● DATA PROVIDED

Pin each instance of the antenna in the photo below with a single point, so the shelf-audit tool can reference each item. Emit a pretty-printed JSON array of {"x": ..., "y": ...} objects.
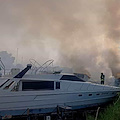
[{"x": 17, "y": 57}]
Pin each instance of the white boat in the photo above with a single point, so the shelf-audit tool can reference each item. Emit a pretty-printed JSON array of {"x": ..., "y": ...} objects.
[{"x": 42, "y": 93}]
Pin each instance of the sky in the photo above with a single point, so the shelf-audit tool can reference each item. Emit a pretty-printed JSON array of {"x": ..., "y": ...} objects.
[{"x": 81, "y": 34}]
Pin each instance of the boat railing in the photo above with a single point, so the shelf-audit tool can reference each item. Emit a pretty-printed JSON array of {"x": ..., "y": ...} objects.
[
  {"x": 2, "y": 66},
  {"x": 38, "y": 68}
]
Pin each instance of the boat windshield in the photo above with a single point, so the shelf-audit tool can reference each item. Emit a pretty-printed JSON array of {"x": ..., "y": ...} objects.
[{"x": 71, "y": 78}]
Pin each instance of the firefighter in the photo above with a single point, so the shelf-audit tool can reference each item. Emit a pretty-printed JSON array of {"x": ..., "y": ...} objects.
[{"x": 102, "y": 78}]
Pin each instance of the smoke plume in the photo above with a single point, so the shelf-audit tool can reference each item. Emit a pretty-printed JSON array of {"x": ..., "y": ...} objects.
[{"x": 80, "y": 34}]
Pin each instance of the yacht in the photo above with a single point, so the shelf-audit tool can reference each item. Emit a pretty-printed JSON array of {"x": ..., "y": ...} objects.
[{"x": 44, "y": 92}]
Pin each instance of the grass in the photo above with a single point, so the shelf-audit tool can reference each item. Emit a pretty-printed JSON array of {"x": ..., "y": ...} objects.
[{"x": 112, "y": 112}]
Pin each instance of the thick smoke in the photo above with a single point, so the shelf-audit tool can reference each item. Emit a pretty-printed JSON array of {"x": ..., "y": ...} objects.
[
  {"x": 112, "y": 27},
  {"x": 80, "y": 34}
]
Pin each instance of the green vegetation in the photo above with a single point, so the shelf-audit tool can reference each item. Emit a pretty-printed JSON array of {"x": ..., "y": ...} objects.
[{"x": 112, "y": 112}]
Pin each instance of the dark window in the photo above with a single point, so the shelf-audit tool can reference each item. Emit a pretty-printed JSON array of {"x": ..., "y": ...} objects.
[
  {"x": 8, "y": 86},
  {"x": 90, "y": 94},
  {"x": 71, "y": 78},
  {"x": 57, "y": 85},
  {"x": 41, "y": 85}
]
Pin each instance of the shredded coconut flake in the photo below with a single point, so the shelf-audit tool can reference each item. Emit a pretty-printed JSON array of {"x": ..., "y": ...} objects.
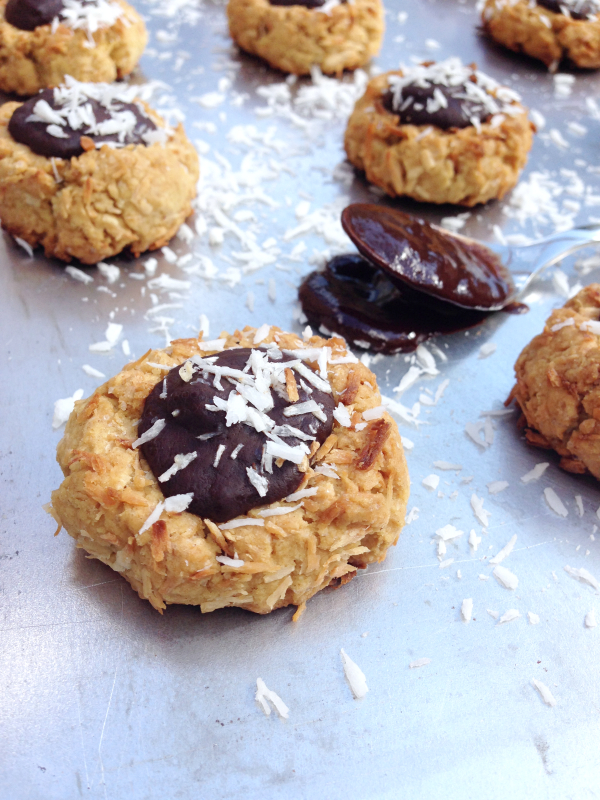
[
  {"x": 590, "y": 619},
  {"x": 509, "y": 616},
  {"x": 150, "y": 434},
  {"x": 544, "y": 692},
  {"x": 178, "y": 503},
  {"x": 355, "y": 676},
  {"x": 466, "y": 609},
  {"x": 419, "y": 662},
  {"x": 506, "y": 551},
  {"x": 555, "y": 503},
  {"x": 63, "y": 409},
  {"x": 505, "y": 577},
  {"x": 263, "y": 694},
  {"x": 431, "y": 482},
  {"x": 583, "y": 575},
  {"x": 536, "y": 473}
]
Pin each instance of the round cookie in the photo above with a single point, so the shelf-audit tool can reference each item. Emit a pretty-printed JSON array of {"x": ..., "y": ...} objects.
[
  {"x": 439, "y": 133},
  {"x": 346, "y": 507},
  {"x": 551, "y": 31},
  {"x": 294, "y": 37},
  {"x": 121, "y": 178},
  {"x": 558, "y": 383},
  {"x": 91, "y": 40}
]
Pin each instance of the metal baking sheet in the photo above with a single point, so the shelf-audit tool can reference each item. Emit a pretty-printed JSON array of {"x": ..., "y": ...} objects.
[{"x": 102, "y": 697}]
* * *
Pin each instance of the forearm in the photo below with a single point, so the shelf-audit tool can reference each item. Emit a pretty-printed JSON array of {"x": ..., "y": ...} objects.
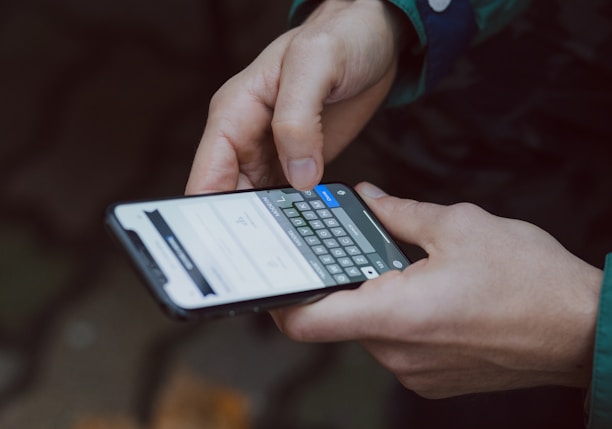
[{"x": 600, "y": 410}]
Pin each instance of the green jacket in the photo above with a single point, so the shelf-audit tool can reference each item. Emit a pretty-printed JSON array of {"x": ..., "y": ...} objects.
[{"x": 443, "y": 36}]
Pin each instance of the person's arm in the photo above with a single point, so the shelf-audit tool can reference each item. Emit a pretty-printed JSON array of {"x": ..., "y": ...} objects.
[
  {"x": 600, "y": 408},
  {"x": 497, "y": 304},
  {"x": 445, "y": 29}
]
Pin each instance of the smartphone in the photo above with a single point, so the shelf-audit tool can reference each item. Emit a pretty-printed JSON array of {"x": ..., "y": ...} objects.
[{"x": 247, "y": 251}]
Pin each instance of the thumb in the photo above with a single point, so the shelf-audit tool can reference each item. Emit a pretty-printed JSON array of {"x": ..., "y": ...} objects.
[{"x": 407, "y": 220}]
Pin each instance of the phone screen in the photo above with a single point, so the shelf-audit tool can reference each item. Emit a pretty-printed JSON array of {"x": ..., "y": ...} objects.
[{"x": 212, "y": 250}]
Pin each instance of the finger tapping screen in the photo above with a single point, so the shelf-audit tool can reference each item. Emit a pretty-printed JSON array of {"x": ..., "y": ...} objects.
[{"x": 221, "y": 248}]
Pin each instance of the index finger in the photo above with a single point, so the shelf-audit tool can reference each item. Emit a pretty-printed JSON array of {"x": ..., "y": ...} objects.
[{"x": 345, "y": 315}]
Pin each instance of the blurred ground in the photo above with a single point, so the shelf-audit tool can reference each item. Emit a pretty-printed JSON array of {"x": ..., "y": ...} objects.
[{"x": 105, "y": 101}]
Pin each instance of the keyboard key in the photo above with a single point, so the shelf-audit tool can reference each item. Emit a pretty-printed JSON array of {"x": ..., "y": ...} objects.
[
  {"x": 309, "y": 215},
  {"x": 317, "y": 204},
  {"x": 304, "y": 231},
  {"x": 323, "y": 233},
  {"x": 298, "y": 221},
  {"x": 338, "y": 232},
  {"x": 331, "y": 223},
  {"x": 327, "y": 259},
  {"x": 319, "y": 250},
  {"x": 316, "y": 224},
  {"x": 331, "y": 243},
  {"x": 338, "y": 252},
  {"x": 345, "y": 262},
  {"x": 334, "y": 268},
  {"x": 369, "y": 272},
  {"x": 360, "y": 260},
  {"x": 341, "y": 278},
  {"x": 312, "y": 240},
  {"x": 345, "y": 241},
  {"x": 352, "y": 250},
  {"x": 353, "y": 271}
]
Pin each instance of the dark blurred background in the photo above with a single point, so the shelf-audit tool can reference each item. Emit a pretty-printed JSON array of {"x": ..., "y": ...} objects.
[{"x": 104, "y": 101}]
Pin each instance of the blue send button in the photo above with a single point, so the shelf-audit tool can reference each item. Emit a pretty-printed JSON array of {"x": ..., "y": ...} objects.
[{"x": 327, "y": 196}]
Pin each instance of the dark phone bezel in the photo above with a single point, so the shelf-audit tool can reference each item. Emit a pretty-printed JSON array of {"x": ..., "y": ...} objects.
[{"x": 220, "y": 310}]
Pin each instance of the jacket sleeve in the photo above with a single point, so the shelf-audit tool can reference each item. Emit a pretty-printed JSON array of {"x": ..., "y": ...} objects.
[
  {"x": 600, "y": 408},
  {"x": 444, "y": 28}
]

● REQUIRED TASK
Count the lines in the records above that contain the string "finger". Treat uppercase and lowercase as different, and reply with only the number.

● TASK SOLUTION
2